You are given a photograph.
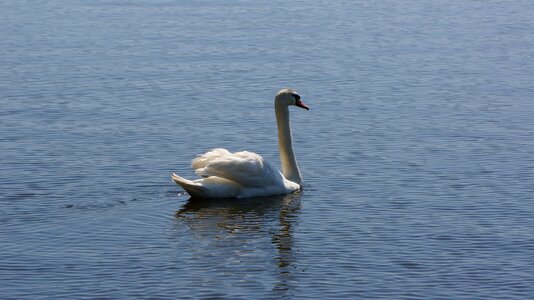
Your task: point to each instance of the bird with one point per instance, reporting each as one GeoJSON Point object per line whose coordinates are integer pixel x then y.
{"type": "Point", "coordinates": [246, 174]}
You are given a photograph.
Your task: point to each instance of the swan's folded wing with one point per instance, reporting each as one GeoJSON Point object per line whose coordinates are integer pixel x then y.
{"type": "Point", "coordinates": [245, 168]}
{"type": "Point", "coordinates": [203, 160]}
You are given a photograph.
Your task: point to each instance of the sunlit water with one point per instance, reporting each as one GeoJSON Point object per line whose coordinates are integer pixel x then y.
{"type": "Point", "coordinates": [417, 152]}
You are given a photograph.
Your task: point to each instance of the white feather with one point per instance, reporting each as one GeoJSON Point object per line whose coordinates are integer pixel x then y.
{"type": "Point", "coordinates": [246, 174]}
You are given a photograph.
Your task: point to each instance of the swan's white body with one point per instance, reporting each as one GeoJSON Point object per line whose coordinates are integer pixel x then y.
{"type": "Point", "coordinates": [246, 174]}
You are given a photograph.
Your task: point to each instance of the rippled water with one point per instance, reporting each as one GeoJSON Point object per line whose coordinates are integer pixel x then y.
{"type": "Point", "coordinates": [417, 152]}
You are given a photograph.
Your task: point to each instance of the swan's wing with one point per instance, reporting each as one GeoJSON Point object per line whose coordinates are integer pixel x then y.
{"type": "Point", "coordinates": [245, 168]}
{"type": "Point", "coordinates": [203, 160]}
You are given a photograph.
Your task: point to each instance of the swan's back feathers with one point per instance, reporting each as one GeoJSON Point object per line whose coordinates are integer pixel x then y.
{"type": "Point", "coordinates": [202, 160]}
{"type": "Point", "coordinates": [245, 168]}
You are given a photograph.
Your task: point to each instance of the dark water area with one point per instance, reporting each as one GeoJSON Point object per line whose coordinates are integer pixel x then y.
{"type": "Point", "coordinates": [417, 153]}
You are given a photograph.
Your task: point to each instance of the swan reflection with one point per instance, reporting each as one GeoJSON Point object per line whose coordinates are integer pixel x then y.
{"type": "Point", "coordinates": [250, 236]}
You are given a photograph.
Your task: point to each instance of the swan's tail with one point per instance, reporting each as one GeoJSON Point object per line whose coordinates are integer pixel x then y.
{"type": "Point", "coordinates": [194, 189]}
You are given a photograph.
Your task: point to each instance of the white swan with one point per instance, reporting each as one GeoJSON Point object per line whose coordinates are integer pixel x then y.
{"type": "Point", "coordinates": [246, 174]}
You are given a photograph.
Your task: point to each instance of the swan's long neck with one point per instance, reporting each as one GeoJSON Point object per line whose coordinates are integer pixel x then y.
{"type": "Point", "coordinates": [290, 168]}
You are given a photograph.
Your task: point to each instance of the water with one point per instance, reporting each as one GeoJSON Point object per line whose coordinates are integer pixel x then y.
{"type": "Point", "coordinates": [417, 152]}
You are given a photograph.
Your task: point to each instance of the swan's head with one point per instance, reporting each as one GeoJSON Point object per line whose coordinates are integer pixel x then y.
{"type": "Point", "coordinates": [287, 97]}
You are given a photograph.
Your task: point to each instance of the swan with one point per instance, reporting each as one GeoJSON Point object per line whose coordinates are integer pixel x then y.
{"type": "Point", "coordinates": [246, 174]}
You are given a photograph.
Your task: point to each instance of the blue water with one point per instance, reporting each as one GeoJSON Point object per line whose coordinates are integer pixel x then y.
{"type": "Point", "coordinates": [417, 153]}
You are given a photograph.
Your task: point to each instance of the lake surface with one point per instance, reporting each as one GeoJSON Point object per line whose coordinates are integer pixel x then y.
{"type": "Point", "coordinates": [417, 153]}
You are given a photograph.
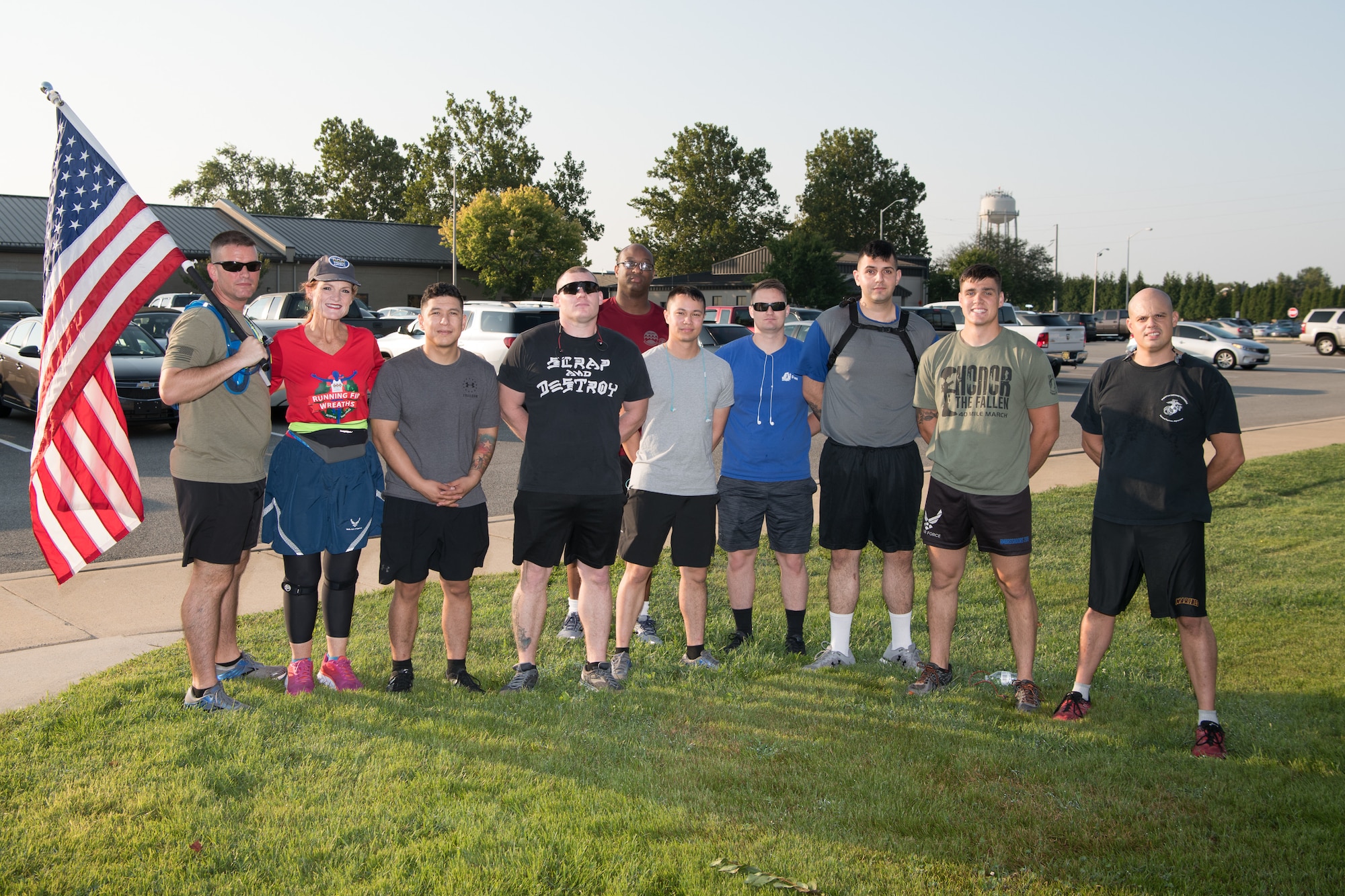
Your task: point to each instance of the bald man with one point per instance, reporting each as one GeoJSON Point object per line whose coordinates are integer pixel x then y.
{"type": "Point", "coordinates": [1145, 420]}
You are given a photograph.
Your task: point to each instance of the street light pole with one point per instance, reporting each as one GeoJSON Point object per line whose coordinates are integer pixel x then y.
{"type": "Point", "coordinates": [1128, 253]}
{"type": "Point", "coordinates": [1096, 279]}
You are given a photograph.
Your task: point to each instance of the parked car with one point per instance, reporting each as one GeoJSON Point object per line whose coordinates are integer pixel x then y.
{"type": "Point", "coordinates": [716, 335]}
{"type": "Point", "coordinates": [1324, 329]}
{"type": "Point", "coordinates": [14, 311]}
{"type": "Point", "coordinates": [1215, 345]}
{"type": "Point", "coordinates": [137, 365]}
{"type": "Point", "coordinates": [158, 322]}
{"type": "Point", "coordinates": [173, 300]}
{"type": "Point", "coordinates": [1082, 319]}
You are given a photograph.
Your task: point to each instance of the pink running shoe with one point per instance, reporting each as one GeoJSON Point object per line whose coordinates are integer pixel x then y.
{"type": "Point", "coordinates": [338, 674]}
{"type": "Point", "coordinates": [299, 677]}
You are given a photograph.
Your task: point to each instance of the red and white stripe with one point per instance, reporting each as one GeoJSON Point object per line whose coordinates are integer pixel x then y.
{"type": "Point", "coordinates": [85, 489]}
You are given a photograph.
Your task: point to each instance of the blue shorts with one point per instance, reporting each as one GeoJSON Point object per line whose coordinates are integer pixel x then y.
{"type": "Point", "coordinates": [313, 506]}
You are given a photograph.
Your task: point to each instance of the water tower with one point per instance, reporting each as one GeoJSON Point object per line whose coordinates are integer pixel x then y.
{"type": "Point", "coordinates": [997, 212]}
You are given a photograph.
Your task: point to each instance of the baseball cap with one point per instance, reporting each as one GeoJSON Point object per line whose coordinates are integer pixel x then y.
{"type": "Point", "coordinates": [333, 268]}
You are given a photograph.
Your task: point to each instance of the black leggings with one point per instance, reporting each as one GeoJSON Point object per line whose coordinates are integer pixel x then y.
{"type": "Point", "coordinates": [302, 575]}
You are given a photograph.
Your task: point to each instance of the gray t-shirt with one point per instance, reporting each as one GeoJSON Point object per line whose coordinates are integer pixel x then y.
{"type": "Point", "coordinates": [676, 455]}
{"type": "Point", "coordinates": [870, 392]}
{"type": "Point", "coordinates": [439, 409]}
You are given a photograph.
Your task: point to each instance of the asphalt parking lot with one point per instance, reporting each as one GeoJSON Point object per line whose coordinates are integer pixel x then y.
{"type": "Point", "coordinates": [1297, 385]}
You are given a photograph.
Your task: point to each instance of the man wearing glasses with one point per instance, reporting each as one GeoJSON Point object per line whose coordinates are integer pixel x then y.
{"type": "Point", "coordinates": [572, 392]}
{"type": "Point", "coordinates": [631, 314]}
{"type": "Point", "coordinates": [767, 475]}
{"type": "Point", "coordinates": [219, 467]}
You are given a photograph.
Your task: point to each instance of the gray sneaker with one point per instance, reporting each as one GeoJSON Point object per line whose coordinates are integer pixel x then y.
{"type": "Point", "coordinates": [648, 631]}
{"type": "Point", "coordinates": [621, 666]}
{"type": "Point", "coordinates": [829, 658]}
{"type": "Point", "coordinates": [523, 680]}
{"type": "Point", "coordinates": [572, 628]}
{"type": "Point", "coordinates": [909, 657]}
{"type": "Point", "coordinates": [601, 678]}
{"type": "Point", "coordinates": [249, 667]}
{"type": "Point", "coordinates": [213, 700]}
{"type": "Point", "coordinates": [704, 661]}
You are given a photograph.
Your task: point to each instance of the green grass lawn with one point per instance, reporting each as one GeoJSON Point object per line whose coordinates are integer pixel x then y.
{"type": "Point", "coordinates": [836, 778]}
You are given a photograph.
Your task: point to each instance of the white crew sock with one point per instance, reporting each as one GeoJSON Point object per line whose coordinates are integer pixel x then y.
{"type": "Point", "coordinates": [900, 630]}
{"type": "Point", "coordinates": [841, 631]}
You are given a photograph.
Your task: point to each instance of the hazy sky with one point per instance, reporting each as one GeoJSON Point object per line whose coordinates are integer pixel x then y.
{"type": "Point", "coordinates": [1219, 124]}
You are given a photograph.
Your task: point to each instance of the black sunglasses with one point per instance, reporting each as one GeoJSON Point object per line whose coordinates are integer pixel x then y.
{"type": "Point", "coordinates": [579, 286]}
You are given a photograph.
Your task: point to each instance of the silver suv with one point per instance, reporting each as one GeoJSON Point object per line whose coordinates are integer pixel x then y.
{"type": "Point", "coordinates": [1324, 329]}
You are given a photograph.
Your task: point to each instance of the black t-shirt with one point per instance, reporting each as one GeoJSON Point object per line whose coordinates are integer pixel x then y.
{"type": "Point", "coordinates": [1155, 423]}
{"type": "Point", "coordinates": [574, 393]}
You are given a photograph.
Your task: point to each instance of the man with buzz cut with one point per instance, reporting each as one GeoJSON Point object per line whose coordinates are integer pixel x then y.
{"type": "Point", "coordinates": [673, 477]}
{"type": "Point", "coordinates": [631, 314]}
{"type": "Point", "coordinates": [767, 474]}
{"type": "Point", "coordinates": [435, 419]}
{"type": "Point", "coordinates": [988, 407]}
{"type": "Point", "coordinates": [1145, 421]}
{"type": "Point", "coordinates": [859, 370]}
{"type": "Point", "coordinates": [572, 392]}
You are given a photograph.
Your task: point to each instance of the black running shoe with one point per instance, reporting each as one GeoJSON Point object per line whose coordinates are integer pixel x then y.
{"type": "Point", "coordinates": [463, 678]}
{"type": "Point", "coordinates": [738, 641]}
{"type": "Point", "coordinates": [400, 681]}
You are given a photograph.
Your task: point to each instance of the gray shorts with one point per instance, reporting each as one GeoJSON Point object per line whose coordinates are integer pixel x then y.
{"type": "Point", "coordinates": [785, 506]}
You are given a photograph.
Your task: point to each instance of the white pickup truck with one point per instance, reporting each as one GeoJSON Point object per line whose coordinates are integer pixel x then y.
{"type": "Point", "coordinates": [1063, 343]}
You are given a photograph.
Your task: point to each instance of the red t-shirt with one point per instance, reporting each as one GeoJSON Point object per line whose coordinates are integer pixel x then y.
{"type": "Point", "coordinates": [321, 388]}
{"type": "Point", "coordinates": [645, 331]}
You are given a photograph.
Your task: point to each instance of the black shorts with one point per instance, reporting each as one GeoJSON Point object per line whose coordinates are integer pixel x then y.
{"type": "Point", "coordinates": [220, 520]}
{"type": "Point", "coordinates": [1171, 559]}
{"type": "Point", "coordinates": [785, 506]}
{"type": "Point", "coordinates": [419, 537]}
{"type": "Point", "coordinates": [652, 514]}
{"type": "Point", "coordinates": [1003, 522]}
{"type": "Point", "coordinates": [870, 494]}
{"type": "Point", "coordinates": [578, 528]}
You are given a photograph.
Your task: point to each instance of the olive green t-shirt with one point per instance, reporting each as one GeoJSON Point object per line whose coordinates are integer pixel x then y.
{"type": "Point", "coordinates": [983, 395]}
{"type": "Point", "coordinates": [221, 436]}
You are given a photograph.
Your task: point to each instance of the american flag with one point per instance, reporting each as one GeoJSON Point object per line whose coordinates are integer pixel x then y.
{"type": "Point", "coordinates": [106, 256]}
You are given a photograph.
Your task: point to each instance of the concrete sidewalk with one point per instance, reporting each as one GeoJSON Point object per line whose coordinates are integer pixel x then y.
{"type": "Point", "coordinates": [54, 635]}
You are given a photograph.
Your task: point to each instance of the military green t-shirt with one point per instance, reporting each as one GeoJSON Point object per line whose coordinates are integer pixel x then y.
{"type": "Point", "coordinates": [983, 395]}
{"type": "Point", "coordinates": [221, 436]}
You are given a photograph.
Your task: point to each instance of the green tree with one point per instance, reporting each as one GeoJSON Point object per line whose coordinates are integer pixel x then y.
{"type": "Point", "coordinates": [488, 145]}
{"type": "Point", "coordinates": [570, 194]}
{"type": "Point", "coordinates": [517, 240]}
{"type": "Point", "coordinates": [364, 175]}
{"type": "Point", "coordinates": [255, 184]}
{"type": "Point", "coordinates": [718, 202]}
{"type": "Point", "coordinates": [806, 264]}
{"type": "Point", "coordinates": [849, 181]}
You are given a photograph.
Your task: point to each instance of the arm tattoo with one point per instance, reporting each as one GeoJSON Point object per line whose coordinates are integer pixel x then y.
{"type": "Point", "coordinates": [485, 451]}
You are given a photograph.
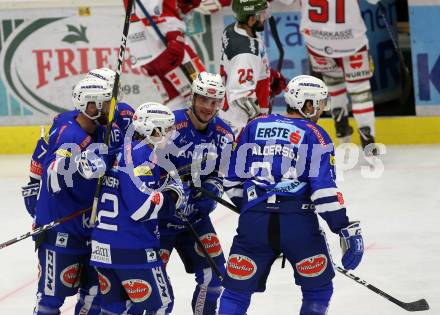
-------
* Your task:
Report each line of the records above that contains the string "running", matching case.

* Exercise output:
Your task: point to each instance of the pink running shoe with one point per instance, reporting each as one GeoJSON Point object per line whose coordinates are integer pixel x then y.
Your task: point to each instance of the black running shoe with one point per instance, reporting each as one GeoJSON Point object per line whose coordinates are integer pixel x then y.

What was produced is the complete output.